| WEST PALM BEACH, Fla./WASHINGTON
WEST PALM BEACH, Fla./WASHINGTON Donald Trump on Wednesday named South Carolina Governor Nikki Haley, a former critic who has little foreign policy experience, to be the next U.S. ambassador to the United Nations at a time of uncertainty over America’s international role under his presidency.
Haley, one of two women chosen for a job in Trump’s Cabinet, is “a proven dealmaker, and we look to be making plenty of deals. She will be a great leader representing us on the world stage,” the Republican president-elect said in a statement.
The 44-year-old daughter of Indian immigrants, Haley represents what some Republicans hope could be the new face of their party: a younger, more diverse generation of leaders.
Trump has chosen mostly male conservatives so far for senior positions as he shapes his administration following his victory over Democrat Hillary Clinton in the Nov. 8 election. Trump takes over from President Barack Obama on Jan. 20.
The choice of Haley may be aimed at countering criticism of Trump’s divisive comments about immigrants and minorities, as well as accusations of sexism during his election campaign.
Haley led a successful effort last year to remove the Confederate battle flag from the grounds of the South Carolina state capitol after the killing of nine black churchgoers in Charleston. The flag was carried by pro-slavery Confederate forces during the U.S. Civil War and is viewed by many as a racist emblem.
Haley said she had accepted Trump’s offer and would remain governor pending her confirmation to the Cabinet-level post by the U.S. Senate.
“When the president believes you have a major contribution to make to the welfare of our nation, and to our nation’s standing in the world, that is a calling that is important to heed,” she said in a statement.
Haley’s job may include reassuring allies worried about some of Trump’s campaign rhetoric, including his pledge to build a wall along the U.S.-Mexican border to curb illegal immigration, his promise to review trade agreements and his suggestion that he would push NATO partners to pay more for their own defense.
Trump wants a better relationship with Russia, a permanent member of the U.N. Security Council. He has antagonized China, another major power at the United Nations, with his rhetoric on trade and territorial disputes in the South China Sea.
Trump, a New York real estate magnate who has never held public office, gave few clues about his world view during an extensive interview with The New York Times on Tuesday.
Asked what he sees as America’s role in the world, Trump answered: “That’s such a big question.” When pressed more, he described the Iraq war as a mistake, urged better relations with Russia and called for an end to “that craziness that’s going on in Syria.”
One of the five permanent veto-powers on the 15-member Security Council, the United States is also the largest funder of the United Nations, paying more than a quarter of the $8 billion peacekeeping budget and 22 percent of the regular budget.
Trump picked conservatives to lead his national security and law enforcement teams last week, suggesting he plans to make good on his campaign promises to take a hard line on Islamist militancy and curbing illegal immigration
But a relative moderate, former Republican presidential nominee Mitt Romney, is under active consideration to head the State Department, along with other candidates.
Haley would succeed Obama’s U.N. envoy, Samantha Power, a foreign policy expert before she took the job. In contrast, Haley, a state lawmaker before becoming governor, has little experience in international relations.

Dataset records on object locations:
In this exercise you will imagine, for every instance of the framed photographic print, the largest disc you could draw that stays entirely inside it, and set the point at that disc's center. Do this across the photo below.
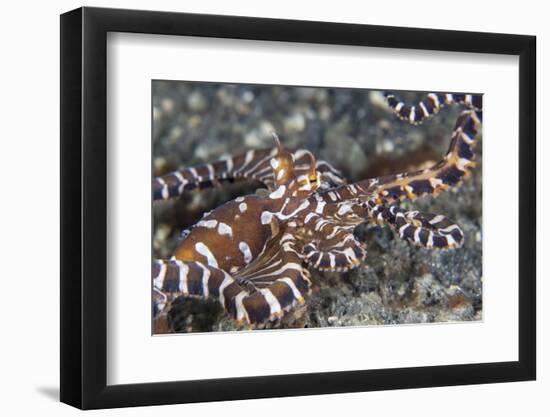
(257, 208)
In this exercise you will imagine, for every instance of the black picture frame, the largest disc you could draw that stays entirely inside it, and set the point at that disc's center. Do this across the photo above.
(84, 207)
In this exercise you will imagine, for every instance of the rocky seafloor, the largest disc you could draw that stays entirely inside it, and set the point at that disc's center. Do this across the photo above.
(354, 130)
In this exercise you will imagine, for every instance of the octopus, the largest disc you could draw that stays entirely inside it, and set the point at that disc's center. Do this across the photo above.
(254, 253)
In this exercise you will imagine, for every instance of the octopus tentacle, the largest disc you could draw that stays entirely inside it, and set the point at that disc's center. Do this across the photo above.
(424, 229)
(430, 105)
(254, 164)
(264, 291)
(450, 171)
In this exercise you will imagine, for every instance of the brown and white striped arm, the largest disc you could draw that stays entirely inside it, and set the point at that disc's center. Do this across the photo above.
(450, 171)
(424, 229)
(252, 165)
(430, 105)
(264, 291)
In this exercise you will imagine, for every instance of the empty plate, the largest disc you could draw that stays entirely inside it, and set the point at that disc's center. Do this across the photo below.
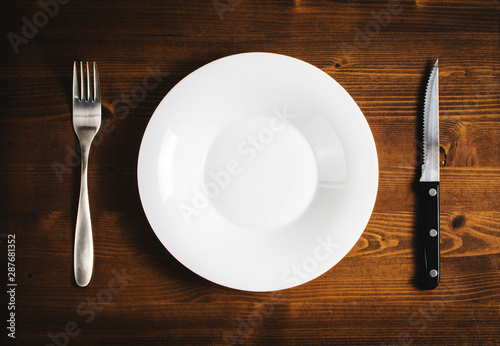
(258, 172)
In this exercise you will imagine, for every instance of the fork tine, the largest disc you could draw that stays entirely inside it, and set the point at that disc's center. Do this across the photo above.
(82, 87)
(88, 82)
(76, 89)
(97, 86)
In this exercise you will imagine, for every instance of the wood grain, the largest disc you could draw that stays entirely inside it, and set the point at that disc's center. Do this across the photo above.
(370, 297)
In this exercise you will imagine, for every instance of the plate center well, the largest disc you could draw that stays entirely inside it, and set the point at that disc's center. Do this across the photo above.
(260, 173)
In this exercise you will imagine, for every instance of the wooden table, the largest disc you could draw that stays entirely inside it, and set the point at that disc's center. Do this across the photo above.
(379, 51)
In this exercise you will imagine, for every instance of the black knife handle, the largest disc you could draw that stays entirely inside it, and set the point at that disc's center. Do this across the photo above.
(430, 224)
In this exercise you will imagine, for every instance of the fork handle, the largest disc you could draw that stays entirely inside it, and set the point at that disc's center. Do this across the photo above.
(84, 249)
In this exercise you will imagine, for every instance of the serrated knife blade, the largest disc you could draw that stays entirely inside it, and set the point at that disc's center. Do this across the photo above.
(430, 167)
(429, 183)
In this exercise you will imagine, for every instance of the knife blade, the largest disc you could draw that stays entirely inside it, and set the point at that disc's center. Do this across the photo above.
(429, 183)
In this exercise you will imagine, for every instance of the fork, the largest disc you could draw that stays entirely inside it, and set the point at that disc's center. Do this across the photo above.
(86, 123)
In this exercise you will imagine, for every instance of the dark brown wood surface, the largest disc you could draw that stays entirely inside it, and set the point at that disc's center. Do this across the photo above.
(368, 298)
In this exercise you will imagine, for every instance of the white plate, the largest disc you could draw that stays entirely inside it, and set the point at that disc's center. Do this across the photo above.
(258, 172)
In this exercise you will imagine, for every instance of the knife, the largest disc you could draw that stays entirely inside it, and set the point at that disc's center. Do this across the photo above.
(429, 183)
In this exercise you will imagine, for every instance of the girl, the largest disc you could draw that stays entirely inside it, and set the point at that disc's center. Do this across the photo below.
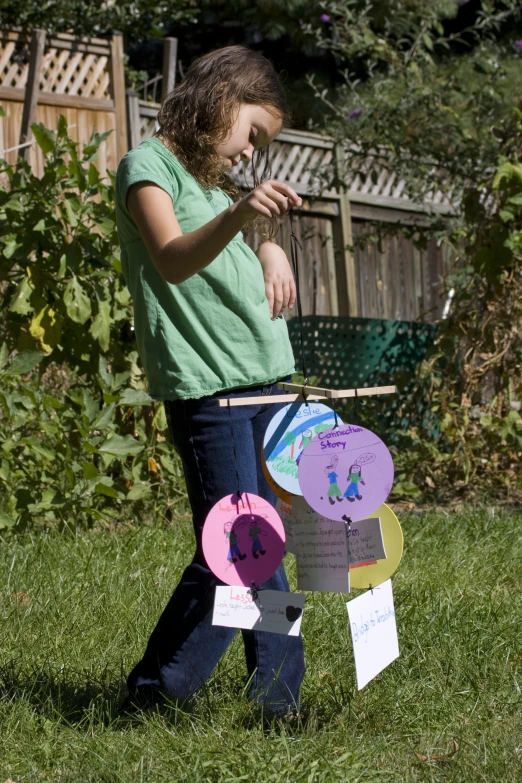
(208, 323)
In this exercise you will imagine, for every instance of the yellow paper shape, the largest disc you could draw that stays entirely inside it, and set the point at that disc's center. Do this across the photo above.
(364, 577)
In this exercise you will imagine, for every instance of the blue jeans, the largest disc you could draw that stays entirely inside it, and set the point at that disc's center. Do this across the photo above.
(184, 647)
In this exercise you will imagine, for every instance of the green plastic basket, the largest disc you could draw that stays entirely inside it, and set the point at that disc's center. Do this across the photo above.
(347, 353)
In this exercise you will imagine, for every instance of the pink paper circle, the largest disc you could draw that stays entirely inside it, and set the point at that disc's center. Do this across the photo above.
(243, 540)
(334, 466)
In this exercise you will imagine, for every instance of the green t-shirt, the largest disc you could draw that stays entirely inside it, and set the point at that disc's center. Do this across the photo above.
(213, 331)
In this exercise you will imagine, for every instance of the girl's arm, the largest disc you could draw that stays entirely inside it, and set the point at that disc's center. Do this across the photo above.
(279, 280)
(178, 256)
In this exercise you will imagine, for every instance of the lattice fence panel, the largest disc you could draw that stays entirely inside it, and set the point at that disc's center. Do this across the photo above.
(307, 163)
(147, 127)
(303, 166)
(14, 63)
(77, 73)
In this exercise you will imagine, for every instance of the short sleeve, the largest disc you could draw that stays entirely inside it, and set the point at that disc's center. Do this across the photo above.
(144, 165)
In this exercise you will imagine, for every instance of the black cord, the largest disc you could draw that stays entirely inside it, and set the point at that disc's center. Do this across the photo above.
(355, 413)
(234, 450)
(293, 252)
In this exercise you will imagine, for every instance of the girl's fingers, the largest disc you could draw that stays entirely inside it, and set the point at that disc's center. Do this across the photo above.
(286, 190)
(263, 207)
(286, 294)
(270, 204)
(291, 300)
(269, 290)
(278, 300)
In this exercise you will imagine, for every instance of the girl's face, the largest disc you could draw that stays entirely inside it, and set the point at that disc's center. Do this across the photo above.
(254, 128)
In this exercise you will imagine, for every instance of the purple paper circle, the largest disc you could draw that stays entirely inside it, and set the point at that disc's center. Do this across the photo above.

Challenge 1:
According to the news article, what share of the United Nations regular budget does the United States pay?
Challenge 2:
Render this sentence from the news article in Spanish: "Haley said she had accepted Trump’s offer and would remain governor pending her confirmation to the Cabinet-level post by the U.S. Senate."
Challenge 3:
Summarize the news article in two sentences.

Final result 1:
22 percent

Final result 2:
Haley dijo que había aceptado la oferta de Trump y que seguiría siendo gobernadora a la espera de que el Senado de EE. UU. confirmara su nombramiento para el puesto de rango ministerial.

Final result 3:
Donald Trump named South Carolina Governor Nikki Haley, a former critic with little foreign policy experience, to be the next U.S. ambassador to the United Nations, and she accepted, saying she would remain governor pending Senate confirmation. Her job may include reassuring allies worried about Trump's campaign rhetoric on a border wall, trade agreements and NATO partners paying more for their own defense.